All material below is to be reproduced exactly.

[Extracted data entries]
_____
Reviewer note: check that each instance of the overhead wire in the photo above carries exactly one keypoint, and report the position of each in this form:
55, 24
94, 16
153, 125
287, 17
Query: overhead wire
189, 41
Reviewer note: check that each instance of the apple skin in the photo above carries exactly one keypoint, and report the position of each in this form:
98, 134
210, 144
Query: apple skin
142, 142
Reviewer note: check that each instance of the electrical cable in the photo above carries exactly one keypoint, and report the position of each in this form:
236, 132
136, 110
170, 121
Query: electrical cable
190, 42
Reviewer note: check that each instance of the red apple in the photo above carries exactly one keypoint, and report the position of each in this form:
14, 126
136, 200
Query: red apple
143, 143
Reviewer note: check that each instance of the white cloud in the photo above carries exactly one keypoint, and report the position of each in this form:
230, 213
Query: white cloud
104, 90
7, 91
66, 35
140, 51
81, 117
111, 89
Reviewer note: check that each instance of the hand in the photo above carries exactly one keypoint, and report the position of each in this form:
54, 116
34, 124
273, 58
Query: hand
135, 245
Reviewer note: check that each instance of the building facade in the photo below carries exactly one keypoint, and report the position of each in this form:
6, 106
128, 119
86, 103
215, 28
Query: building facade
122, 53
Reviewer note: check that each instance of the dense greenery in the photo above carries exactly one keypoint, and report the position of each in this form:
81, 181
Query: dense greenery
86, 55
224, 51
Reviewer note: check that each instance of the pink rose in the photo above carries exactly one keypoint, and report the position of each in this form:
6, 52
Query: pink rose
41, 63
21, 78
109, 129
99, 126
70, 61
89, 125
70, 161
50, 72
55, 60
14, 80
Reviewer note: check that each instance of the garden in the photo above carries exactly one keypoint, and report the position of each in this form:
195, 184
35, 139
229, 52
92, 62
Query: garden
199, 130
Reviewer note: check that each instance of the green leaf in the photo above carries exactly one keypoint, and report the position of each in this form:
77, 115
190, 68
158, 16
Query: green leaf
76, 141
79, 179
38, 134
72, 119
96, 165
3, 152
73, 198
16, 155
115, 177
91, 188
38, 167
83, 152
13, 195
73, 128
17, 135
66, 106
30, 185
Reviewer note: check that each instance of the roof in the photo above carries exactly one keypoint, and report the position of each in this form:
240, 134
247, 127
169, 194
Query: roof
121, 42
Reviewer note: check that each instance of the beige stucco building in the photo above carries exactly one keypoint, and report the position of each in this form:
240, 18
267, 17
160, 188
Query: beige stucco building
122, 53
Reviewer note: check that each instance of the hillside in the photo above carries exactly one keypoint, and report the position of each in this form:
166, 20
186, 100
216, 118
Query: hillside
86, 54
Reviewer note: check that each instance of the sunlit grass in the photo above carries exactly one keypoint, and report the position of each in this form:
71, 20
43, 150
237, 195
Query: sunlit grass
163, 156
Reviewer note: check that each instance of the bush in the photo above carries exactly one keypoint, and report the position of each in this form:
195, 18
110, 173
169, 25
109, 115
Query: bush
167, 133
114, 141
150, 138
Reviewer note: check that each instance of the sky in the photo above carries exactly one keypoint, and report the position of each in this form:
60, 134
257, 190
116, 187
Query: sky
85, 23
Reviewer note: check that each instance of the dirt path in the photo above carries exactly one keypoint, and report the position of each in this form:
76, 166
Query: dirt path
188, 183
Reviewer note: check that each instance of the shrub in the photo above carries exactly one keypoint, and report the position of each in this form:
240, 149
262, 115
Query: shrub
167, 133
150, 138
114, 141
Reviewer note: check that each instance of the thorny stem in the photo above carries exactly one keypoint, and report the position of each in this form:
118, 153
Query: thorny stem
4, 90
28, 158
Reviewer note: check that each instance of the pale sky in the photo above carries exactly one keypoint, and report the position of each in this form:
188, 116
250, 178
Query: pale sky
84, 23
_____
> [Output of the task]
Reviewer note: check that each instance of the overhead wire in the photo above carries exactly one keypoint, and report the position of each in this form:
55, 24
94, 16
153, 125
287, 17
Query: overhead wire
189, 41
Reviewer note: check that each instance of the apple skin in the photo above carries exactly one keypoint, and report the position of each in this form:
98, 134
210, 144
Query: apple skin
142, 142
Reviewer note: check that each instance of the electrical cable in the photo above carries exactly one keypoint, and report the position of each in this form:
236, 132
136, 110
170, 121
Query: electrical cable
190, 42
Reviewer note: check that each instance of the red apple in the photo above carries exactly one keypoint, and report the position of each in this form:
14, 126
136, 200
Query: red apple
143, 143
Reviewer note: check that each instance of the white cloud in the photo above carries exactly one keypoint, and report the position of each in this form:
230, 213
Query: white cloud
104, 90
7, 91
66, 35
140, 51
81, 117
111, 89
Reviewer note: check that each instance of the hand in the photo above carries exactly one keypoint, and report the position of each in this form:
54, 116
34, 124
273, 58
Query: hand
135, 245
Reviewer note: check that each instance of the building facade in the photo below carries exactly one keypoint, and report the position of each in this form:
6, 106
128, 119
86, 103
215, 28
Query: building facade
122, 53
Reviewer note: check that each instance of the dense greenery in the photo above carries exactly one keypoint, and report the position of each in this form:
81, 181
Query: dense greenery
86, 55
224, 51
Reviewer note: check that each instance of the pink rose in the photo above carries exactly one keypoint, and report the position of each in this form:
6, 52
Query: pink rose
41, 63
21, 78
109, 129
99, 126
70, 61
89, 125
70, 161
50, 72
55, 60
14, 80
Reviewer note: check that each instance of the garden in the photo above carries exactly one keypoint, and report the position of each in this form:
195, 184
35, 139
229, 52
92, 62
Query: garden
199, 130
Reviewer note: check that each instance of the green leaf in the photo above carries exactly one keypoint, and report the position of each in this form:
77, 115
190, 68
158, 16
Query: green leaf
76, 141
79, 179
38, 134
72, 119
96, 165
3, 152
73, 198
16, 155
115, 177
91, 188
38, 167
83, 152
13, 195
73, 128
17, 135
66, 106
30, 185
Reviewer note: check that each instance of the roof in the photo above carries exactly one keypoint, and report the position of each in this form:
240, 134
247, 127
169, 194
Query: roof
121, 42
Reviewer note: check that each instance of the beige stucco building in the photo above carries exactly one keypoint, and report the position of each in this form:
240, 18
267, 17
160, 188
Query: beige stucco building
122, 53
Reviewer note: check that each instance of the hillside in the photo above carries exactly one keypoint, and report the position of each in this form:
166, 20
186, 100
216, 118
Query: hillside
86, 54
Reviewer note: check that each instance of the sunlit grass in the photo above carries exactly one keypoint, and report the position of each in this form:
71, 20
43, 150
237, 195
Query: sunlit grass
163, 156
Reviewer note: check that each instance of the bush in the photo above carries exactly one keypoint, and report the position of each in this form:
195, 18
110, 173
169, 25
109, 115
Query: bush
167, 133
114, 141
150, 138
Reviewer note: check that each instance of the sky in the photo above carries exactly one keypoint, and report the position of each in this form:
60, 134
257, 190
116, 187
Query: sky
85, 23
Reviewer note: check that each instance of the dirt path in the photo above carries exactly one keypoint, and report the position of each in this form:
76, 166
Query: dirt path
188, 183
Reviewer note: check that each instance of the shrub in the photo above carries exactly one keypoint, and report the position of each in this form:
240, 149
262, 115
Query: shrub
167, 133
150, 138
114, 141
Reviewer note: check that each instance of the thorny stem in the photo above carries exactly one keypoint, and report the position of each in this form:
118, 153
Query: thorny stem
4, 90
28, 158
Reviewer note: check that each instance of the pale sky in the photo above carries exactly one keypoint, and report the position of each in this form:
188, 116
250, 178
Query: pale sky
84, 23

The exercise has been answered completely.